[Location labeling records]
-- START --

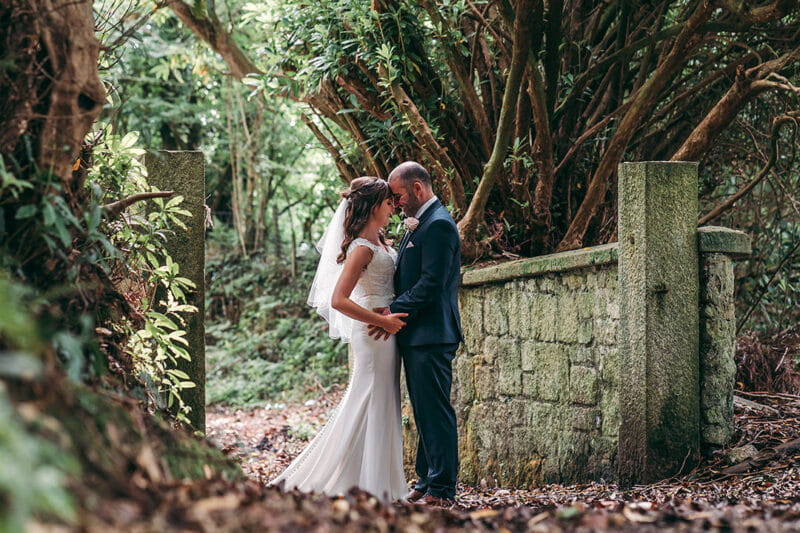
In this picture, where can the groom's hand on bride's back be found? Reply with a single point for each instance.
(376, 331)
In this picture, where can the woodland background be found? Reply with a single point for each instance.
(522, 111)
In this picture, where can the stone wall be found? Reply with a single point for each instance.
(535, 384)
(608, 363)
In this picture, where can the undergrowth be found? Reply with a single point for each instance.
(263, 343)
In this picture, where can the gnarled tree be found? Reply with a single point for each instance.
(523, 109)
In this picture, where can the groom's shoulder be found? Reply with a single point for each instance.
(442, 222)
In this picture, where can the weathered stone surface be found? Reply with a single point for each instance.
(540, 380)
(508, 364)
(583, 385)
(717, 349)
(495, 311)
(560, 262)
(184, 173)
(658, 277)
(485, 379)
(552, 373)
(718, 239)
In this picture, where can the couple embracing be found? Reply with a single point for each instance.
(390, 306)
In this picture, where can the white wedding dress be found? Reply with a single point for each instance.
(361, 445)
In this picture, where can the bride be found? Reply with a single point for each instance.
(361, 445)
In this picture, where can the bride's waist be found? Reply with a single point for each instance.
(373, 300)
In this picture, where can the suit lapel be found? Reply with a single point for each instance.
(407, 237)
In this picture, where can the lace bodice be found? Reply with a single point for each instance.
(375, 287)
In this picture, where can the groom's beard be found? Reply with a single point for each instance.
(411, 207)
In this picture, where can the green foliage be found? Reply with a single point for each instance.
(32, 470)
(768, 282)
(146, 271)
(263, 342)
(32, 474)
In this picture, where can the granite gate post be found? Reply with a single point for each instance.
(184, 173)
(659, 326)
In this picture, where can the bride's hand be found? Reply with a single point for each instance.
(392, 322)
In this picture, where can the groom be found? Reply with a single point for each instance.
(426, 282)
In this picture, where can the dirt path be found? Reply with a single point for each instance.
(266, 439)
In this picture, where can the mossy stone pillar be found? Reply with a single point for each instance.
(184, 173)
(718, 248)
(659, 326)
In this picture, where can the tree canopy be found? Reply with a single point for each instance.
(522, 110)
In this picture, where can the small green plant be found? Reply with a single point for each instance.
(263, 342)
(146, 273)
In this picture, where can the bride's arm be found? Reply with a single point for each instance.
(356, 261)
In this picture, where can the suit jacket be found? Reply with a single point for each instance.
(426, 281)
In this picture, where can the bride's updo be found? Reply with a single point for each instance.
(362, 196)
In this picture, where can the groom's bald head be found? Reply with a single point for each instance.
(411, 186)
(409, 172)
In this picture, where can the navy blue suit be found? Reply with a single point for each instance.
(426, 283)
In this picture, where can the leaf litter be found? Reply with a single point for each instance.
(763, 496)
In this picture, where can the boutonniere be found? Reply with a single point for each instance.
(410, 223)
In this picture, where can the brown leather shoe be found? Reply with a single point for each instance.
(433, 501)
(414, 496)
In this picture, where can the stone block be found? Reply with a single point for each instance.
(582, 355)
(583, 385)
(491, 349)
(567, 320)
(608, 363)
(545, 422)
(550, 371)
(485, 380)
(730, 242)
(717, 349)
(184, 173)
(609, 409)
(605, 331)
(585, 332)
(509, 367)
(574, 281)
(471, 310)
(519, 314)
(495, 310)
(586, 419)
(463, 379)
(659, 331)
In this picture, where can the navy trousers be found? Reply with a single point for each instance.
(429, 377)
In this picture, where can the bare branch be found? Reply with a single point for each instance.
(114, 209)
(468, 226)
(792, 118)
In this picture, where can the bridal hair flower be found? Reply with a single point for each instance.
(410, 223)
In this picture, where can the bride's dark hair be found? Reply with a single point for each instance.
(363, 195)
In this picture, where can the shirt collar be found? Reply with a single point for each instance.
(425, 206)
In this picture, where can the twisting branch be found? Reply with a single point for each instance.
(685, 42)
(114, 209)
(209, 29)
(468, 226)
(791, 118)
(419, 126)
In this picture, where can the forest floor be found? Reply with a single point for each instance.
(760, 494)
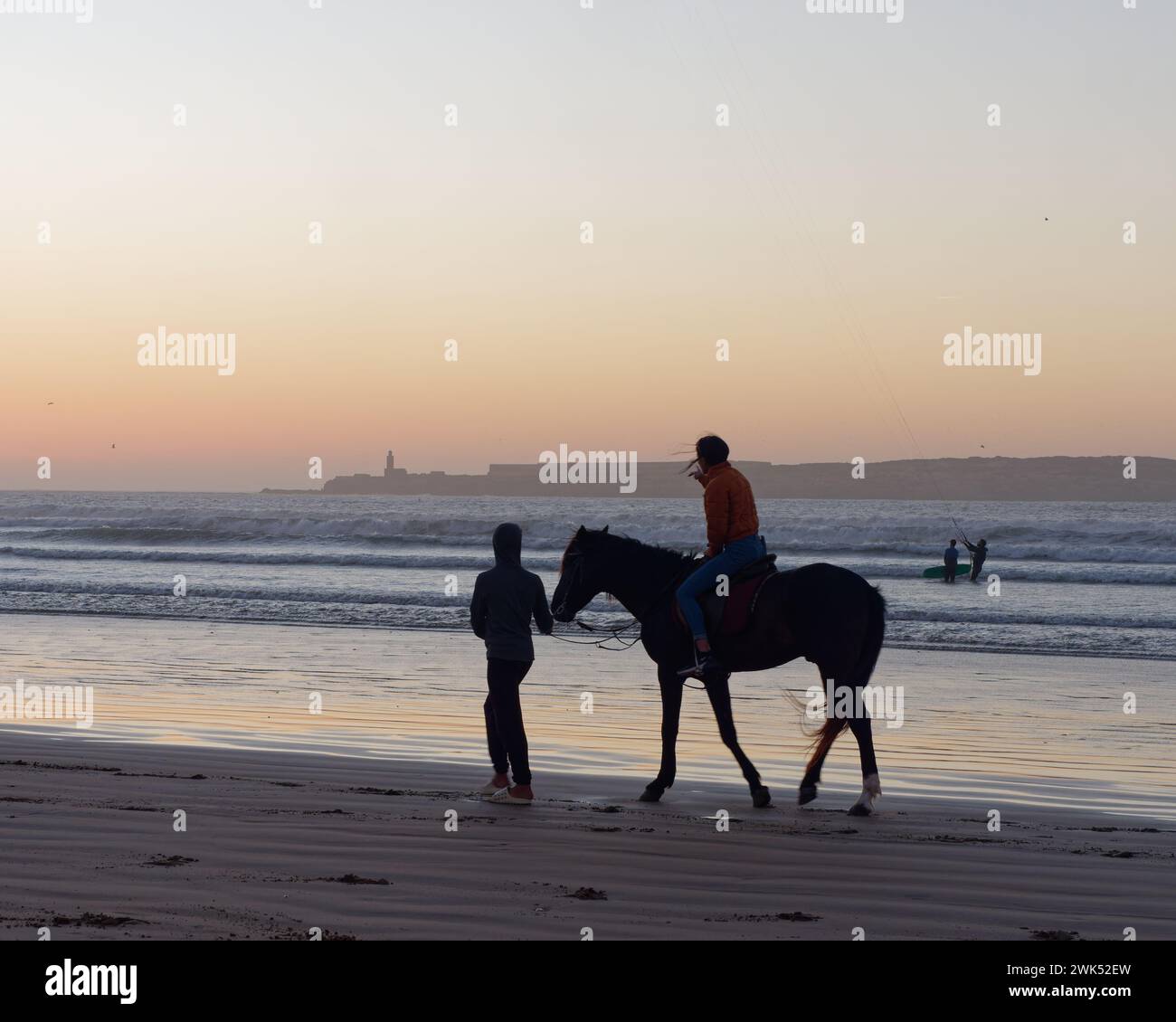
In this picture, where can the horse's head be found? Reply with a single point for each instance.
(581, 578)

-- END --

[Set task]
Give every line back word for word and leave the pictures out.

[Result of this exercise]
In this picture, where can the groom's hand on bride's back be found? Reply with a single point for each instance.
(376, 331)
In this picture, where can the woodland background be found? Reply with a single point for each instance.
(522, 111)
In this picture, where can the stone wall be found? Reply with a single point for each instance.
(535, 384)
(608, 363)
In this picture, where can the undergrowth be found? Reply with a single point for each instance.
(263, 343)
In this picture, where can the gnarled tree be found? Reply with a single point for each instance.
(523, 109)
In this picture, where can the groom's shoulder be found? Reply with a single point for each instance.
(442, 222)
In this picture, where can the weathered stone surface be found? Reply with a single point for each instance.
(540, 380)
(508, 364)
(583, 385)
(717, 349)
(495, 311)
(560, 262)
(184, 173)
(658, 277)
(485, 379)
(552, 373)
(718, 239)
In this picture, where can the couple embracing be found? Reply with a single point for each instance.
(390, 306)
In this picture, where can the white wedding dress be found? Reply with a single point for each instance.
(361, 445)
In this picture, where can the bride be found? Reply with a single point for each instance.
(361, 445)
In this picture, where can the bride's waist be found? Reply with a single point for each instance.
(373, 300)
In this picture, where can the suit lapel be found? Reply with a single point for each instance.
(407, 237)
In this picture, where can the lace bodice be found? Reply with a single point for each instance.
(375, 287)
In this picture, where can the groom's beard be found? Reply with a single point for each instance.
(411, 207)
In this picture, where can the green foliage be found? Reply with a single point for each instance.
(32, 470)
(768, 282)
(146, 271)
(263, 342)
(32, 474)
In this picture, where can the granite gate post be found? Reply with a single point for each instance.
(184, 173)
(659, 326)
In this picture, where can the bride's hand be found? Reply with a single point for each instance.
(392, 322)
In this picture, where can the groom be found? Reply with a single point for each instance.
(426, 282)
In this picture, where can the dirt path be found? Reply with a single point for each instance.
(266, 439)
In this picture, where can the mossy stone pillar be found? Reply with a single point for each instance.
(184, 173)
(718, 248)
(659, 326)
In this picture, where can the tree canopy be found? Reply with a single point for each instance.
(522, 110)
In this picture, where can the small green plant be found? Reply with a single point for each instance.
(263, 342)
(146, 273)
In this picture, where can the bride's arm be found? Reply with a single point for each instance.
(356, 261)
In this picture, where can the suit jacket be found? Reply with a single point for each instance.
(426, 281)
In this picture, where can the bride's updo be found? Reply with a single point for each instance.
(362, 196)
In this picture, where can the groom's bald head be found? Reply with a single point for each instance.
(411, 186)
(409, 172)
In this picture, where can the navy blue suit be found? Reply with a single point for each instance.
(426, 283)
In this picture, where can the leaf litter be found? Reply with a single point for each instance.
(763, 496)
In this picture, where can the boutonniere be found? Reply with a single point for each instance.
(410, 223)
In this picture, where can the brown leather shoe be found? Reply with a single point for each instance.
(433, 501)
(414, 496)
In this picture, where can the stone block be found? Reply with a single point for each instance.
(582, 355)
(583, 385)
(491, 349)
(567, 320)
(608, 363)
(545, 422)
(550, 371)
(485, 380)
(730, 242)
(717, 349)
(184, 173)
(609, 409)
(605, 331)
(585, 332)
(509, 367)
(574, 281)
(471, 310)
(519, 314)
(495, 310)
(586, 419)
(463, 379)
(659, 331)
In this picture, where can the navy trousers be found? Reply with a single point for each instance.
(429, 377)
In this picture, where can the bare branch be found? Reply with a single point for each instance.
(114, 209)
(468, 226)
(792, 118)
In this picture, where can the bridal hair flower be found? Reply with a single point for each instance.
(410, 223)
In this picture, where can the bride's dark hair be found? Reply with a single point for each instance.
(363, 195)
In this picture, where can the shirt collar be found? Reply with a single point for each instance.
(425, 206)
In this picture, where can the twisting branch be found? Reply with a single point for each instance.
(685, 42)
(114, 209)
(209, 29)
(468, 226)
(791, 118)
(419, 126)
In this picture, where can the forest floor be found? Reply with a single point for each instance.
(760, 494)
In this picture, where can the horse's head be found? Reply with a single point for each instance.
(581, 578)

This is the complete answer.